**Data section:**
****

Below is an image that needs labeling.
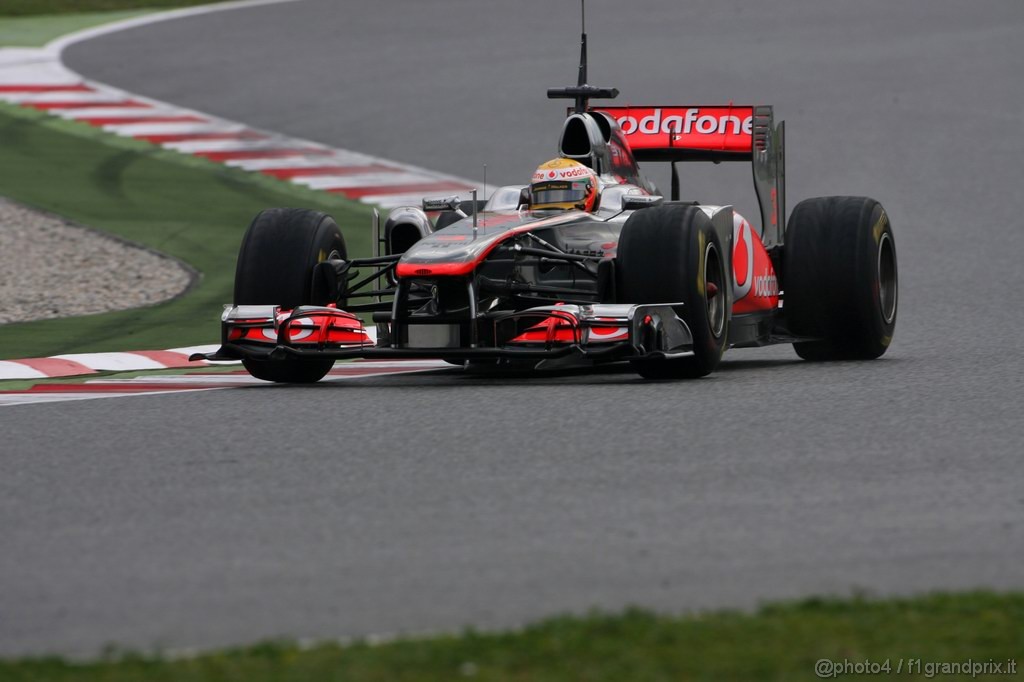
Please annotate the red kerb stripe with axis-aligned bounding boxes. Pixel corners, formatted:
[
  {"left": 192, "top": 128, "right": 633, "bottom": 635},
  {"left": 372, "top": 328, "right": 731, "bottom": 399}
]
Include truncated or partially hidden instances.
[
  {"left": 195, "top": 147, "right": 333, "bottom": 161},
  {"left": 132, "top": 130, "right": 266, "bottom": 144},
  {"left": 11, "top": 357, "right": 96, "bottom": 377},
  {"left": 328, "top": 181, "right": 467, "bottom": 199},
  {"left": 261, "top": 164, "right": 401, "bottom": 180},
  {"left": 0, "top": 83, "right": 95, "bottom": 92},
  {"left": 75, "top": 116, "right": 207, "bottom": 126},
  {"left": 131, "top": 350, "right": 206, "bottom": 367}
]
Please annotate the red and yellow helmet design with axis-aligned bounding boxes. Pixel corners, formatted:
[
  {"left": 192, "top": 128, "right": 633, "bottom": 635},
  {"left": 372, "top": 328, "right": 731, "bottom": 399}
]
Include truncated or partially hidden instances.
[{"left": 529, "top": 159, "right": 598, "bottom": 211}]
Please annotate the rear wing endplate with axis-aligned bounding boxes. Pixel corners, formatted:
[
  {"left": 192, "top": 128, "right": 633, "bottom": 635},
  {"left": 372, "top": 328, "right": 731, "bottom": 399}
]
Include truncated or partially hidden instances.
[{"left": 591, "top": 104, "right": 785, "bottom": 247}]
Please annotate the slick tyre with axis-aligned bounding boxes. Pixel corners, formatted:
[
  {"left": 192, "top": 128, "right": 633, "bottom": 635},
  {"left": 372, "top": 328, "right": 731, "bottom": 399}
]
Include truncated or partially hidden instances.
[
  {"left": 783, "top": 197, "right": 899, "bottom": 360},
  {"left": 616, "top": 205, "right": 731, "bottom": 379},
  {"left": 234, "top": 209, "right": 347, "bottom": 384}
]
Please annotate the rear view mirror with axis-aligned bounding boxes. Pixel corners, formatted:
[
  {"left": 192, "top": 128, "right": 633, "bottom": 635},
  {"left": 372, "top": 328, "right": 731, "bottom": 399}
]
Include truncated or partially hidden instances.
[
  {"left": 423, "top": 195, "right": 465, "bottom": 215},
  {"left": 623, "top": 195, "right": 665, "bottom": 211}
]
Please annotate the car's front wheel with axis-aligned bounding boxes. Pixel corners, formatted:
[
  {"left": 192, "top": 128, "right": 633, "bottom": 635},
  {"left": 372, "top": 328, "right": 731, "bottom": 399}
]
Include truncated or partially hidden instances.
[
  {"left": 234, "top": 209, "right": 347, "bottom": 384},
  {"left": 616, "top": 205, "right": 731, "bottom": 379}
]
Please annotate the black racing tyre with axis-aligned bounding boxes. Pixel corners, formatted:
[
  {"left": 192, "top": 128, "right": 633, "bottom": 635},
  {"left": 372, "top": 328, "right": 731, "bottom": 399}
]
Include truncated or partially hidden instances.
[
  {"left": 616, "top": 205, "right": 732, "bottom": 379},
  {"left": 234, "top": 209, "right": 347, "bottom": 384},
  {"left": 783, "top": 197, "right": 899, "bottom": 360}
]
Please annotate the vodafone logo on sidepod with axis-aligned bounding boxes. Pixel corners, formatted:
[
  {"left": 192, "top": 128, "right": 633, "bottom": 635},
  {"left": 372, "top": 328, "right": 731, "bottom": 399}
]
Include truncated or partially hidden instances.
[
  {"left": 615, "top": 109, "right": 754, "bottom": 135},
  {"left": 598, "top": 106, "right": 754, "bottom": 152}
]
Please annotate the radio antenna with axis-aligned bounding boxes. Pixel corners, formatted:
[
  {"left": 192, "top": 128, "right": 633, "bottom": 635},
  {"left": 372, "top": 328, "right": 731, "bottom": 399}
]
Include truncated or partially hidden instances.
[
  {"left": 548, "top": 0, "right": 618, "bottom": 114},
  {"left": 577, "top": 0, "right": 587, "bottom": 87}
]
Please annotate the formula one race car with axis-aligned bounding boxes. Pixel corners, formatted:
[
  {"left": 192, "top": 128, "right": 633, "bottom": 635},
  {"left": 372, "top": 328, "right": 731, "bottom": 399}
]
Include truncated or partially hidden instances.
[{"left": 194, "top": 22, "right": 897, "bottom": 382}]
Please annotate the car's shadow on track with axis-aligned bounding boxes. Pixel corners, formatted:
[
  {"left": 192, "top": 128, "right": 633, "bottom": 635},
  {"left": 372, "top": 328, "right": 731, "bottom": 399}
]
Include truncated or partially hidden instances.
[{"left": 234, "top": 350, "right": 823, "bottom": 390}]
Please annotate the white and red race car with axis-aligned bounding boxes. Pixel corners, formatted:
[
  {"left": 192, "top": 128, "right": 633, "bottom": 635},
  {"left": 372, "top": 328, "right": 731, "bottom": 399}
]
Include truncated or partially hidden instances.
[{"left": 195, "top": 22, "right": 897, "bottom": 382}]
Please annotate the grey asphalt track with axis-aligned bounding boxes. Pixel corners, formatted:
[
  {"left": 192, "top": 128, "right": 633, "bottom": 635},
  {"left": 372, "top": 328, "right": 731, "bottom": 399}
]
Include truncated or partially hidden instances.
[{"left": 0, "top": 0, "right": 1024, "bottom": 654}]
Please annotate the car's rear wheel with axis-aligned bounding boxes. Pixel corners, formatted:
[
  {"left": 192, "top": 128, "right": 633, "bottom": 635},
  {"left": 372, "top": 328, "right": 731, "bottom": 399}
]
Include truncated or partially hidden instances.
[
  {"left": 616, "top": 205, "right": 731, "bottom": 379},
  {"left": 783, "top": 197, "right": 899, "bottom": 360},
  {"left": 234, "top": 209, "right": 347, "bottom": 384}
]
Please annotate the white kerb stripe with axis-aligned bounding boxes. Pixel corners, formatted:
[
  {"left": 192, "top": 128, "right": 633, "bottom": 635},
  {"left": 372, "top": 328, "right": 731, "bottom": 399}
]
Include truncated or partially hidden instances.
[
  {"left": 49, "top": 106, "right": 157, "bottom": 119},
  {"left": 0, "top": 360, "right": 48, "bottom": 379},
  {"left": 54, "top": 353, "right": 167, "bottom": 372},
  {"left": 224, "top": 150, "right": 382, "bottom": 171},
  {"left": 164, "top": 137, "right": 323, "bottom": 154},
  {"left": 103, "top": 122, "right": 237, "bottom": 136},
  {"left": 292, "top": 171, "right": 437, "bottom": 189}
]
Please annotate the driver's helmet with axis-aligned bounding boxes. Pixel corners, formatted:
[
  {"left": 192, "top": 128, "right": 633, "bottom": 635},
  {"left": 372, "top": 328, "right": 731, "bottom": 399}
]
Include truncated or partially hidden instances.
[{"left": 529, "top": 159, "right": 598, "bottom": 211}]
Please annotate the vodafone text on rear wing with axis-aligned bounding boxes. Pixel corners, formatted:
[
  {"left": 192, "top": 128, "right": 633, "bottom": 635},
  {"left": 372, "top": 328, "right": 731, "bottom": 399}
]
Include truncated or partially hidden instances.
[{"left": 590, "top": 104, "right": 785, "bottom": 246}]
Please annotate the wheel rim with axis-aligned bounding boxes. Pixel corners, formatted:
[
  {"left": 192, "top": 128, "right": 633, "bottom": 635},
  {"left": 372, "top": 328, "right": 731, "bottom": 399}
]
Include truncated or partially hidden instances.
[
  {"left": 879, "top": 232, "right": 897, "bottom": 325},
  {"left": 703, "top": 243, "right": 726, "bottom": 338}
]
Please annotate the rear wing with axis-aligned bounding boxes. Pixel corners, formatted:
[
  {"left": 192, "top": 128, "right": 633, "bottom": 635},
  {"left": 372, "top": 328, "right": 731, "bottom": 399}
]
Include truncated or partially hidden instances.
[{"left": 590, "top": 104, "right": 785, "bottom": 247}]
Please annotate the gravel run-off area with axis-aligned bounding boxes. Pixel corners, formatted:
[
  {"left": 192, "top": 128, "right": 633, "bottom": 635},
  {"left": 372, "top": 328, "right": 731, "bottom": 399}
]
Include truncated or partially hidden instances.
[{"left": 0, "top": 197, "right": 198, "bottom": 325}]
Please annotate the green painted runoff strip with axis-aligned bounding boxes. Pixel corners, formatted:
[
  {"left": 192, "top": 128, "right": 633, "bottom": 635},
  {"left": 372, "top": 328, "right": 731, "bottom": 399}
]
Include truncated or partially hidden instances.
[
  {"left": 0, "top": 103, "right": 371, "bottom": 359},
  {"left": 0, "top": 592, "right": 1024, "bottom": 682},
  {"left": 0, "top": 9, "right": 156, "bottom": 47},
  {"left": 0, "top": 0, "right": 223, "bottom": 16}
]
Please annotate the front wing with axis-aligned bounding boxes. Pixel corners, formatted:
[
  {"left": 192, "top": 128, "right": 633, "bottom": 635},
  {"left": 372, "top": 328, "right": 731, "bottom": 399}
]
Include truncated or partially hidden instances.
[{"left": 191, "top": 303, "right": 693, "bottom": 369}]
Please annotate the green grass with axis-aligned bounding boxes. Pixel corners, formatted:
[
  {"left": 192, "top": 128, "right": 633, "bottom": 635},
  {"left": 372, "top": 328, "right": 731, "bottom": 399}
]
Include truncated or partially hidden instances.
[
  {"left": 0, "top": 0, "right": 228, "bottom": 16},
  {"left": 0, "top": 104, "right": 370, "bottom": 359},
  {"left": 0, "top": 592, "right": 1024, "bottom": 682},
  {"left": 0, "top": 9, "right": 160, "bottom": 47}
]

****

**Written task:**
Starting at the line that has "Please annotate the green painted" and running through the end of the data, swap "Pixel corners" for "Pixel coordinates". Return only those lines, otherwise unchanged.

**Answer to the problem:**
Please annotate the green painted runoff strip with axis-aligned bounding boxes. Pixel coordinates, formatted:
[
  {"left": 192, "top": 128, "right": 633, "bottom": 635},
  {"left": 372, "top": 328, "right": 731, "bottom": 399}
]
Include truncated or partially hidden instances.
[
  {"left": 0, "top": 103, "right": 371, "bottom": 359},
  {"left": 0, "top": 592, "right": 1024, "bottom": 682},
  {"left": 0, "top": 9, "right": 156, "bottom": 47},
  {"left": 0, "top": 0, "right": 223, "bottom": 16}
]
Please annotate the front wing with axis-aligned bounding boxes. Pixel coordinates, formatted:
[
  {"left": 192, "top": 128, "right": 633, "bottom": 635},
  {"left": 372, "top": 328, "right": 731, "bottom": 399}
]
Include truncated or partially hidden instances.
[{"left": 191, "top": 303, "right": 693, "bottom": 369}]
Please annotate the green grass with axis-aligned bounding boxes. Pixel coordinates, formatted:
[
  {"left": 192, "top": 128, "right": 633, "bottom": 635},
  {"left": 372, "top": 328, "right": 731, "bottom": 399}
]
Include truncated or partially hidden instances.
[
  {"left": 0, "top": 0, "right": 228, "bottom": 16},
  {"left": 0, "top": 104, "right": 370, "bottom": 359},
  {"left": 0, "top": 592, "right": 1024, "bottom": 682},
  {"left": 0, "top": 9, "right": 160, "bottom": 47}
]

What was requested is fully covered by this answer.